Reproduce the part of the bitops patch below starting with "From: Martin Schwidefsky <schwidefsky@xxxxxxxxxx>" and going on through "large inline assembly.", word for word.
>> begin DOCUMENT EXCERPT
[patch 11/18] Cleanup & optimize bitops.

From: Martin Schwidefsky
Date: Tue Feb 05 2008 - 10:41:53 EST


From: Martin Schwidefsky <schwidefsky@xxxxxxxxxx>

The bitops header is now a bit shorter and easier to understand since
it uses less inline assembly. It requires some tricks to persuade the
compiler to generate decent code. The ffz/ffs functions now use the
_zb_findmap/_sb_findmap table as well.
With this cleanup the new bitops for ext4 can be implemented with a
few lines, instead of another large inline assembly.

Signed-off-by: Martin Schwidefsky <schwidefsky@xxxxxxxxxx>
---

include/asm-s390/bitops.h | 515 +++++++++++++++++++---------------------------
1 file changed, 219 insertions(+), 296 deletions(-)

Index: quilt-2.6/include/asm-s390/bitops.h
===================================================================
--- quilt-2.6.orig/include/asm-s390/bitops.h
+++ quilt-2.6/include/asm-s390/bitops.h
@@ -440,242 +440,256 @@ __constant_test_bit(unsigned long nr, co
__test_bit((nr),(addr)) )

/*
- * ffz = Find First Zero in word. Undefined if no zero exists,
- * so code should check against ~0UL first..
+ * Optimized find bit helper functions.
*/
-static inline unsigned long ffz(unsigned long word)
+
+/**
+ * __ffz_word_loop - find byte offset of first long != -1UL
+ * @addr: pointer to array of unsigned long
+ * @size: size of the array in bits
+ */
+static inline unsigned long __ffz_word_loop(const unsigned long *addr,
+ unsigned long size)
+{
+ typedef struct { long _[__BITOPS_WORDS(size)]; } addrtype;
+ unsigned long bytes = 0;
+
+ asm volatile(
+#ifndef __s390x__
+ " ahi %1,31\n"
+ " srl %1,5\n"
+ "0: c %2,0(%0,%3)\n"
>> end DOCUMENT EXCERPT
>> begin DATASET RECORDS
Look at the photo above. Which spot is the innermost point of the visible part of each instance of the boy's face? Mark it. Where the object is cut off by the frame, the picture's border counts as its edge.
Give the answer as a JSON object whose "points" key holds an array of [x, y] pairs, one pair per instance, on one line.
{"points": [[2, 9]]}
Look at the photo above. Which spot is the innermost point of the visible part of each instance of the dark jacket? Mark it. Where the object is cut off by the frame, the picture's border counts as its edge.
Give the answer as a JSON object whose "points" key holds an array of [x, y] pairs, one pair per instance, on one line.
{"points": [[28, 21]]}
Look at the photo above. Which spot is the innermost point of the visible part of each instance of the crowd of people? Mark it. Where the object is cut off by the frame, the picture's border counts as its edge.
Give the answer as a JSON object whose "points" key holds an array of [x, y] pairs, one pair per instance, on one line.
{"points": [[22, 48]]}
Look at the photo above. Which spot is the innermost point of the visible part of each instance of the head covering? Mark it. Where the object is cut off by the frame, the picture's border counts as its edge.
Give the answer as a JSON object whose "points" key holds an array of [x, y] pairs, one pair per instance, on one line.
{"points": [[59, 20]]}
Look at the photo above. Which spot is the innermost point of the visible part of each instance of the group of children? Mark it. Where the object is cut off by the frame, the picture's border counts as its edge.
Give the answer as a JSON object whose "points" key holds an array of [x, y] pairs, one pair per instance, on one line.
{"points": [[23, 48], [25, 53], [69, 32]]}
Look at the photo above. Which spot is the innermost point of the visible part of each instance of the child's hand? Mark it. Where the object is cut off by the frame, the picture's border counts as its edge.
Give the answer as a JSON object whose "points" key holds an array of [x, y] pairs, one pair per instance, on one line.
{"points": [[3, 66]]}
>> end DATASET RECORDS
**ANSWER TO THIS TASK**
From: Martin Schwidefsky <schwidefsky@xxxxxxxxxx>

The bitops header is now a bit shorter and easier to understand since
it uses less inline assembly. It requires some tricks to persuade the
compiler to generate decent code. The ffz/ffs functions now use the
_zb_findmap/_sb_findmap table as well.
With this cleanup the new bitops for ext4 can be implemented with a
few lines, instead of another large inline assembly.